● SOURCE EXTRACT
* * *
#!/usr/bin/env python3
"""
Dual-Path Vector Database for Census MCP Server
Handles separated RAG functionality using:
- Sentence transformers for high-quality local embeddings (NO API key required)
- TWO ChromaDB collections optimized for different retrieval patterns:
1. Variables DB: 65K canonical variables → entity lookup, GraphRAG potential
2. Methodology DB: Documentation, guides, PDFs → conceptual search
- Location parsing and geographic knowledge
- Smart query routing based on content type
"""
import asyncio
import json
import logging
import os
import re
from pathlib import Path
from typing import Dict, List, Any, Optional, Tuple
import hashlib
# Vector DB and embedding imports
try:
import chromadb
from chromadb.config import Settings
CHROMADB_AVAILABLE = True
except ImportError:
CHROMADB_AVAILABLE = False
logging.warning("ChromaDB not available. Install with: pip install chromadb")
try:
from sentence_transformers import SentenceTransformer
SENTENCE_TRANSFORMERS_AVAILABLE = True
except ImportError:
SENTENCE_TRANSFORMERS_AVAILABLE = False
logging.warning("SentenceTransformers not available. Install with: pip install sentence-transformers")
* * *
● INSTRUCTIONS
a: Answer these questions from the Census vector database code, one answer per line, marked the same way:
(i) How many canonical variables does the Variables DB hold?
(ii) What kind of search is the Methodology DB meant for?
(iii) What install command does the warning give when SentenceTransformers is missing?
b: Reproduce the part of the Census vector database code between "#!/usr/bin/env python3" and "API key required)", inclusive.
c: List every name the Census vector database code imports from the typing module.
You won't need the entries that come next.

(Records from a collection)
* * *
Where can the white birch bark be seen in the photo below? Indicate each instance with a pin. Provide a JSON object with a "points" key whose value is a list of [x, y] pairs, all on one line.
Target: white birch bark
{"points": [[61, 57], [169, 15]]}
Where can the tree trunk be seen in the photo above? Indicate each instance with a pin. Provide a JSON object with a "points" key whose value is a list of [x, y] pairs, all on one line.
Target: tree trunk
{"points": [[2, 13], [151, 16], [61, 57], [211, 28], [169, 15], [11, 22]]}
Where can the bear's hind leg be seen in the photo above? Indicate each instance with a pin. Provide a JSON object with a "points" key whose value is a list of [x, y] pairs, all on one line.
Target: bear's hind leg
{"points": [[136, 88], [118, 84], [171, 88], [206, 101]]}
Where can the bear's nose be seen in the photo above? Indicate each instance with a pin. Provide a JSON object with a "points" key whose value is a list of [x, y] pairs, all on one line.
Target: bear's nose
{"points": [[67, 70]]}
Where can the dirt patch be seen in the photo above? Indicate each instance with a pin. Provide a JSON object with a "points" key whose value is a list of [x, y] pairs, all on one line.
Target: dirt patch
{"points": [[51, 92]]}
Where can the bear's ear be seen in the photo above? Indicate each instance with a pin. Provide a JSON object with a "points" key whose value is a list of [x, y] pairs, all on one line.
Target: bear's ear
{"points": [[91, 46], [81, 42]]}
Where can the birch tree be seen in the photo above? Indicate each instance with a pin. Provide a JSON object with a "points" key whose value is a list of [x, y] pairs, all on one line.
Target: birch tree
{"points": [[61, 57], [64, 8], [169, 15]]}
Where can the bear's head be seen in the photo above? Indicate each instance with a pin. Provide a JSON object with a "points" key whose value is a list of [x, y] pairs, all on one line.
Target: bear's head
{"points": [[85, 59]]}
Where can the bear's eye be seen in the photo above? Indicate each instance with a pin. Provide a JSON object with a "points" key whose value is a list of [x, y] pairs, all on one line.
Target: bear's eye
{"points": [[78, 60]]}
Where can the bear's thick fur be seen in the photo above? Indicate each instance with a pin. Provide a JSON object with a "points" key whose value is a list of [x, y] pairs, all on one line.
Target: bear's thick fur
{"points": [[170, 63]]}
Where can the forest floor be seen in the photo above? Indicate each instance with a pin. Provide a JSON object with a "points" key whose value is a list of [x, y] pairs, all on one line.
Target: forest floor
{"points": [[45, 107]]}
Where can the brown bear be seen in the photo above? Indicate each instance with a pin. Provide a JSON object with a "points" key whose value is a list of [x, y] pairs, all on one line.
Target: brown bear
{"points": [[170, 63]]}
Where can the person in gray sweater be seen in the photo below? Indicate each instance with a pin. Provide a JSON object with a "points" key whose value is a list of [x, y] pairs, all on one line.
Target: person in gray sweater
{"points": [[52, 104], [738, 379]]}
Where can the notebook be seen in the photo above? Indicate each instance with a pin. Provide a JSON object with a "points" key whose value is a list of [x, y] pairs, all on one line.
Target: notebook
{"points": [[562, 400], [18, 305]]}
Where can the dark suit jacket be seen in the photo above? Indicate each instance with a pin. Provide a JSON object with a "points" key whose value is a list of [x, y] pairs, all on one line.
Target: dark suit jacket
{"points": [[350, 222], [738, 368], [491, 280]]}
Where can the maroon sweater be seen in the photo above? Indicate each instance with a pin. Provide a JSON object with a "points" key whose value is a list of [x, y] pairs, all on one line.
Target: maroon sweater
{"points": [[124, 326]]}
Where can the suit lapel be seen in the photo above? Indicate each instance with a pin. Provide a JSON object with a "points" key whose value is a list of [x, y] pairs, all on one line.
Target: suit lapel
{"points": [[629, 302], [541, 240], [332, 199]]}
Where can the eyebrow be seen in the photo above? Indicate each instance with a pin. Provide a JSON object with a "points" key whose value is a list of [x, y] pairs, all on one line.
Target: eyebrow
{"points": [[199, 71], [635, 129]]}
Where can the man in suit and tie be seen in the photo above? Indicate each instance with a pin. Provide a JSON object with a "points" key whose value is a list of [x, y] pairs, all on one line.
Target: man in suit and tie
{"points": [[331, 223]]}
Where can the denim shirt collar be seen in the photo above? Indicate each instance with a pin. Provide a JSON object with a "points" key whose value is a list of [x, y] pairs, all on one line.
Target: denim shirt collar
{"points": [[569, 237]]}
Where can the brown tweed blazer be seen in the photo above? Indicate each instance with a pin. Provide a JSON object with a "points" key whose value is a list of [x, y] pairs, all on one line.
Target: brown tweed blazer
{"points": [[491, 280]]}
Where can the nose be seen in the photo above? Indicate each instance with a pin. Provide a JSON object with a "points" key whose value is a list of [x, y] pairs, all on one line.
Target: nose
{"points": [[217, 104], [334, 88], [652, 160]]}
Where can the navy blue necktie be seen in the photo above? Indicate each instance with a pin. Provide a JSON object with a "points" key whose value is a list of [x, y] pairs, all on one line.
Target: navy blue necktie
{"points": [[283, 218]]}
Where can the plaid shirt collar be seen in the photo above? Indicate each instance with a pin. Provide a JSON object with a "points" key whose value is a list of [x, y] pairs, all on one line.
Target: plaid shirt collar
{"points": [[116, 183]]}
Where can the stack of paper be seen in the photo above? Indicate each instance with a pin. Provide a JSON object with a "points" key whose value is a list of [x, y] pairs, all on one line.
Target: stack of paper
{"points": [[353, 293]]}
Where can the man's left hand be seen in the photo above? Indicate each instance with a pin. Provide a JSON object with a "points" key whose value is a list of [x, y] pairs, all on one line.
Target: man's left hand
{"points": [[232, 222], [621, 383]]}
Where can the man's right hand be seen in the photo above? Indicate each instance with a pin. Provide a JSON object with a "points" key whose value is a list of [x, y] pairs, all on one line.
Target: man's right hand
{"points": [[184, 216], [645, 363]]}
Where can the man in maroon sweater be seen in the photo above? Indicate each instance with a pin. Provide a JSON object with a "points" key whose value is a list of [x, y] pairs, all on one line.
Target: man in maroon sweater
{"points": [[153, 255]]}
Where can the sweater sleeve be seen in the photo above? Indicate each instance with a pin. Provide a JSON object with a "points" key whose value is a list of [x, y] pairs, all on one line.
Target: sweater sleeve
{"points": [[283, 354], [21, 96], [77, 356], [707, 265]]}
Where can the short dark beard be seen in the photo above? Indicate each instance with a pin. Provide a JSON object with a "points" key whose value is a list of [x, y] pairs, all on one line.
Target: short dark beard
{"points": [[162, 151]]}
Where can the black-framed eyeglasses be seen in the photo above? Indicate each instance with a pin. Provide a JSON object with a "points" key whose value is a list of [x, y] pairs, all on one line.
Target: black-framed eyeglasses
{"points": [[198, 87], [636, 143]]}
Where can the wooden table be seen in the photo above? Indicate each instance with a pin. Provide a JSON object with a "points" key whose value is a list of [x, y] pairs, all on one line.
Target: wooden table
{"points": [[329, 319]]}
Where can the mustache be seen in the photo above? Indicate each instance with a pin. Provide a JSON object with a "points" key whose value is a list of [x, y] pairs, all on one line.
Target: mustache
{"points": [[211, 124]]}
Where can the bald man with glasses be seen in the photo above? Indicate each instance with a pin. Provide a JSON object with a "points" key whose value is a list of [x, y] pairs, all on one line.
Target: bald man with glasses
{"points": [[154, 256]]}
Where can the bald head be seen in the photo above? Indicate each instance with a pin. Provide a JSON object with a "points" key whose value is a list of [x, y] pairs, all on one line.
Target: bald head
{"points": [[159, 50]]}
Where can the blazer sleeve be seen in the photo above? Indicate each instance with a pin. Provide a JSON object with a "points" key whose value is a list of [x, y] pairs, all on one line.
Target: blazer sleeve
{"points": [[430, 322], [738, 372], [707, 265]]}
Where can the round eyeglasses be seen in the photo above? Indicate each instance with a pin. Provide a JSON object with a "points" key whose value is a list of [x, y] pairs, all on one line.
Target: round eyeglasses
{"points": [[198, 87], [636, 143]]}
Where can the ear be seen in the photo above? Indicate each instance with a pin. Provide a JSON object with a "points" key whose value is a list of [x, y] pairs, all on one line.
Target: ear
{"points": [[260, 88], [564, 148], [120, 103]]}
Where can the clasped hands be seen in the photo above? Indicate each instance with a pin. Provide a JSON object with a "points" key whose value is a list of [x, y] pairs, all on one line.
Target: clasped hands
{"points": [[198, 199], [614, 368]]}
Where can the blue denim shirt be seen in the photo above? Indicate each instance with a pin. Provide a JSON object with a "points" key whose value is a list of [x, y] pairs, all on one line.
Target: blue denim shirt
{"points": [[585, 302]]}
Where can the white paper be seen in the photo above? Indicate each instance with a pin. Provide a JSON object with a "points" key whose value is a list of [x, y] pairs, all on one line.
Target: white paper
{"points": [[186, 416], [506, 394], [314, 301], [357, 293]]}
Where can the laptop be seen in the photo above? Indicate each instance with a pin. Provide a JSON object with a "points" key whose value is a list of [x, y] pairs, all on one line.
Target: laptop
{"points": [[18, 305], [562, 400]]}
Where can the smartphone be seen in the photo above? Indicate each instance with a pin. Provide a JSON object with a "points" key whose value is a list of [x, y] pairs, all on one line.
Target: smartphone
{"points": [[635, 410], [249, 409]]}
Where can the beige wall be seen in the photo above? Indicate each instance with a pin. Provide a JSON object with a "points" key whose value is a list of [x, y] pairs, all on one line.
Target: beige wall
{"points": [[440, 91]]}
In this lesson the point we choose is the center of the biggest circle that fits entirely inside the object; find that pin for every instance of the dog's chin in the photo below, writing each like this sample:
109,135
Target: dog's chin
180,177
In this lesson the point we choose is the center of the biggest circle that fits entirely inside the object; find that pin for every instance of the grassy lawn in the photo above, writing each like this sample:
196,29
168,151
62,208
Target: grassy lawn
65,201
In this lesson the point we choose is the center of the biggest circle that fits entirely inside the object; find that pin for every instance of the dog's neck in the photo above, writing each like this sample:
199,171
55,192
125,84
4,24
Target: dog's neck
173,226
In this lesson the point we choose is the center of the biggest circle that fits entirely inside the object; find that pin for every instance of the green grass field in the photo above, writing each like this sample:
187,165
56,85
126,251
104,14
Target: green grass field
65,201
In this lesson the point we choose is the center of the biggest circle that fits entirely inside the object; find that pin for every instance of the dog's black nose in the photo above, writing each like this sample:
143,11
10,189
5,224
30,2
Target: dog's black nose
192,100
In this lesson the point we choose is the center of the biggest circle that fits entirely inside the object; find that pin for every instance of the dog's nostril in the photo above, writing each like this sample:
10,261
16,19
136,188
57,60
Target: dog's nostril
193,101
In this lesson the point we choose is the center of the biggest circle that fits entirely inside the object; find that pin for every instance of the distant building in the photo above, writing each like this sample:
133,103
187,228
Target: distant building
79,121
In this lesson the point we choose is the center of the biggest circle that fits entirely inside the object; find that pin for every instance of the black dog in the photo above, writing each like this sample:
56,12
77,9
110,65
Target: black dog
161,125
* * *
● RESULTS FOR THE EXERCISE
a:
(i) 65K
(ii) Conceptual search
(iii) pip install sentence-transformers

b:
#!/usr/bin/env python3
"""
Dual-Path Vector Database for Census MCP Server
Handles separated RAG functionality using:
- Sentence transformers for high-quality local embeddings (NO API key required)

c: Dict, List, Any, Optional, Tuple